TEXT SEGMENT:
____________

What do you see as "eugenics"?
What do you see as '"modern" birth control'?
> As an example of the “Malthusian mindset” in 1954
"Malthusian" has multiple meanings. The Malthusian League Wikipedia entry says: "The organisation maintained that it was concerned about the poverty of the British working class and held that over-population was the chief cause of poverty".
This is in accord with what Malthus wrote. Quoting https://en.wikipedia.org/wiki/Malthusianism#Early_history , Mathus' "criticism of the working class's tendency to reproduce rapidly, and his belief that this, rather than the exploitation of their labour by capitalists, led to their poverty, brought widespread criticism of his theory."
The Malthusianism page goes on to quote: "Though Malthusianism has since come to be identified with the issue of general over-population, the original Malthusian concern was more specifically with the fear of over-population by the dependent poor"
You quoting someone in 1954 doesn't mean it's the same as the goals of the Malthusian League some 80 years previous.
I have so many disagreements with the position of the Catholic church - sex outside of marriage, sex by teens, abortion, the role of women in the church, gay marriage, co-habitation, and so much more - that I don't see the point of trying to understand its official views of birth control.
waterbadger|2 years ago
- industrialization
- racial theories about immigrants
- birth control
- the birth of compulsory education (i.e. you must send your children to school to be “Americanized” or the police will arrest you)
- eugenics
- wealthy industrialists trying to consolidate their hold on power politically and economically through developing ways to control “the lower classes” through the “scientific management” of society.
Much of this involved domestic propaganda campaigns beginning in the early 20th century that the instigators were very open about at the time. Many prominent figures were also very explicit about using compulsory education as a tool to form a stratified society that would prevent “the poor” from being a threat to the utopian and “racially pure” world they wanted to build.
For example in 1901 Edward Ross published his book "Social Control" in which he states:
“Plans are underway to replace community, family, and church with propaganda, education, and mass media.. ..the State shakes loose from Church, reaches out to School.... People are only little plastic lumps of human dough.”
Or in 1919 Arthur Calhoun published his "Social History of the Family" in which he describes how the child was passing from its family "into the custody of community experts." He also predicted that in time we could expect to see public education "designed to check the mating of the unfit."
Where did the idea of eugenics come from? What other ideas were popular at the time that made it appealing to so many people?
From what I’ve studied about the time period, all this stuff, including eugenics and birth control, came from a literally racist and fairly deranged view of the world. They are all symptoms of the same mindset.
Large families are a powerful safety net for its members. When those families break down what happens? You have isolated and economically vulnerable individuals that are much easier to exploit and manipulate.
I understand that a random person on the internet probably isn’t going to change your mind about the Catholic church for many potential reasons.
That being said, I would argue that the Catholic church safeguards literally the only rationally consistent and ethically sound perspective of reality that we have.
There are teachings of the Church that are difficult to follow but, for the most part, that is because our modern world has organized itself around hedonism instead of loving God, serving God, and cultivating virtue.
As most people understood for thousands of years: cultivating virtue is actually the only path to the true freedom in life most people are looking for. Without pursuit of virtue the only alternative is to grow in slavery to a variety of hedonistic appetites.
To paraphrase St. Augustine:
The virtuous man is free even if he is a slave, the unvirtuous man is a slave even if he is a king.

____________

DATASET EXTRACT:
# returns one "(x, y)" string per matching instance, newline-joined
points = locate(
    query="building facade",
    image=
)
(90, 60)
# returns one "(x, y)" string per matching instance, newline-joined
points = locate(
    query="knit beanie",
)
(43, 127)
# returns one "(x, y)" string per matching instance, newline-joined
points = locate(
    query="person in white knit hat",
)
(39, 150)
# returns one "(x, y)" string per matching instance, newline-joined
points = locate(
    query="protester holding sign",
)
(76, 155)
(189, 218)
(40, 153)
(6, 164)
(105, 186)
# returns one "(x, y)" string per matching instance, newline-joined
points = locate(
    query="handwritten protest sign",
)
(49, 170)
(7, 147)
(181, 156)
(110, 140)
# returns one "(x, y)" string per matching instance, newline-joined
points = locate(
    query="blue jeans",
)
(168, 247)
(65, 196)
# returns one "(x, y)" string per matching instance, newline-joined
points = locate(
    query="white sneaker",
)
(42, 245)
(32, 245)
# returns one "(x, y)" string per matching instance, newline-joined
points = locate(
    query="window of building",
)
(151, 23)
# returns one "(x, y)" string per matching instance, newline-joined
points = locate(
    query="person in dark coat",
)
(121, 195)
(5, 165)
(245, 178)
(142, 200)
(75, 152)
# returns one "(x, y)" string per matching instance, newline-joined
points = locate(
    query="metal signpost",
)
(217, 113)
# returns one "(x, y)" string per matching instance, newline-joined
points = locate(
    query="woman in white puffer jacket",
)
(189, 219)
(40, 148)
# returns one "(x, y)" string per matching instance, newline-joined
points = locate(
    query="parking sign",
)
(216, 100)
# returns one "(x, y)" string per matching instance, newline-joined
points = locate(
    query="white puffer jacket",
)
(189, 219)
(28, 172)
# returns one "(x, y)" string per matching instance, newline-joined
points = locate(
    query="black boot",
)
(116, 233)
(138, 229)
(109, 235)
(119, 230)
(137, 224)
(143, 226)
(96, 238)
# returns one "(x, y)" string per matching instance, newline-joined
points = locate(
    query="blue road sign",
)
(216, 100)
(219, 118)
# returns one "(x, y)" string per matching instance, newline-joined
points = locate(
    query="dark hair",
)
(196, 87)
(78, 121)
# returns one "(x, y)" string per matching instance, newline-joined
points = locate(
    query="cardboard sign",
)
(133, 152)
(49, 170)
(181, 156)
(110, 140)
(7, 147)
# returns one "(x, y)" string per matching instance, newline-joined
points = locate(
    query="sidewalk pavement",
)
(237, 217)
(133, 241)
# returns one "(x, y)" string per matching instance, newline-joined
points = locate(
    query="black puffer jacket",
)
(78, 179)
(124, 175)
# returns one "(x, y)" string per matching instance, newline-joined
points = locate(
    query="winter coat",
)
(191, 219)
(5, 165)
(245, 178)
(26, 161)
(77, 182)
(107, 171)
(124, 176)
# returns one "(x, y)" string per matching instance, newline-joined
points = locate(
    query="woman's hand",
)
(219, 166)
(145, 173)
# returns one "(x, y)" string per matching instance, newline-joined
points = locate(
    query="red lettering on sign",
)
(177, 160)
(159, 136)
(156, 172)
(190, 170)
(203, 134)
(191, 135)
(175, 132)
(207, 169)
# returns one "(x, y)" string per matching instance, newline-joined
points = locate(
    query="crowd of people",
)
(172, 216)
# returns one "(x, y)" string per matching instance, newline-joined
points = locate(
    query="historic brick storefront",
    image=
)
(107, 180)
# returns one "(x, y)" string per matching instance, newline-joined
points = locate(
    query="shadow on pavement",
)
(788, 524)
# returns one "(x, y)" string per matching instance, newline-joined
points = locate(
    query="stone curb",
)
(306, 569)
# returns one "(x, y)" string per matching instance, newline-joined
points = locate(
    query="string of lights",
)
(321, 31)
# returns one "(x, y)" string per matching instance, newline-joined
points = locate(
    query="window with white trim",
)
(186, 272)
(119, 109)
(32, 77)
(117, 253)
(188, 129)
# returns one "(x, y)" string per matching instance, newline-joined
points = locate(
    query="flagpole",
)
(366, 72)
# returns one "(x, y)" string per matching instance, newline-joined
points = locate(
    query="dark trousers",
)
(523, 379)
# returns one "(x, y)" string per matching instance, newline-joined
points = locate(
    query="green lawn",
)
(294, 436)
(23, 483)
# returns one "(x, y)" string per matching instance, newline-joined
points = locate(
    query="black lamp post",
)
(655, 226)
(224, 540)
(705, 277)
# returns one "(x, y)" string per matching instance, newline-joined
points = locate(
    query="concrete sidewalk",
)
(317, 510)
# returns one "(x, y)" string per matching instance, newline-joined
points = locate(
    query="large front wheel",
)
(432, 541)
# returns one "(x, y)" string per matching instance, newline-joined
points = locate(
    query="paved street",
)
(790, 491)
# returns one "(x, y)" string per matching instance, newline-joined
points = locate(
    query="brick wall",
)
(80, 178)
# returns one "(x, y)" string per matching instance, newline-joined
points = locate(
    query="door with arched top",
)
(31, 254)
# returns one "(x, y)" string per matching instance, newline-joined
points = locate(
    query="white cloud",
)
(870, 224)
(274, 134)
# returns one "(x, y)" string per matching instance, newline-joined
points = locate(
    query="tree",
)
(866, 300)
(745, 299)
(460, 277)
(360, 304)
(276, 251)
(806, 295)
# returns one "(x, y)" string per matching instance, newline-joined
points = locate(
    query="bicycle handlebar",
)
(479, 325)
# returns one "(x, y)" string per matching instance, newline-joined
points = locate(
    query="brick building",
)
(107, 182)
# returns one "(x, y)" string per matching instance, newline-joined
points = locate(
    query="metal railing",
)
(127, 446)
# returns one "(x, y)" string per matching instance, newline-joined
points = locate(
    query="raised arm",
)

____________

EXERCISE DESCRIPTION: Please reproduce verbatim the part of the eugenics discussion starting with "I have so many" and going on through "of birth control.". The records play no part in what follows.

TASK ANSWER:
I have so many disagreements with the position of the Catholic church - sex outside of marriage, sex by teens, abortion, the role of women in the church, gay marriage, co-habitation, and so much more - that I don't see the point of trying to understand its official views of birth control.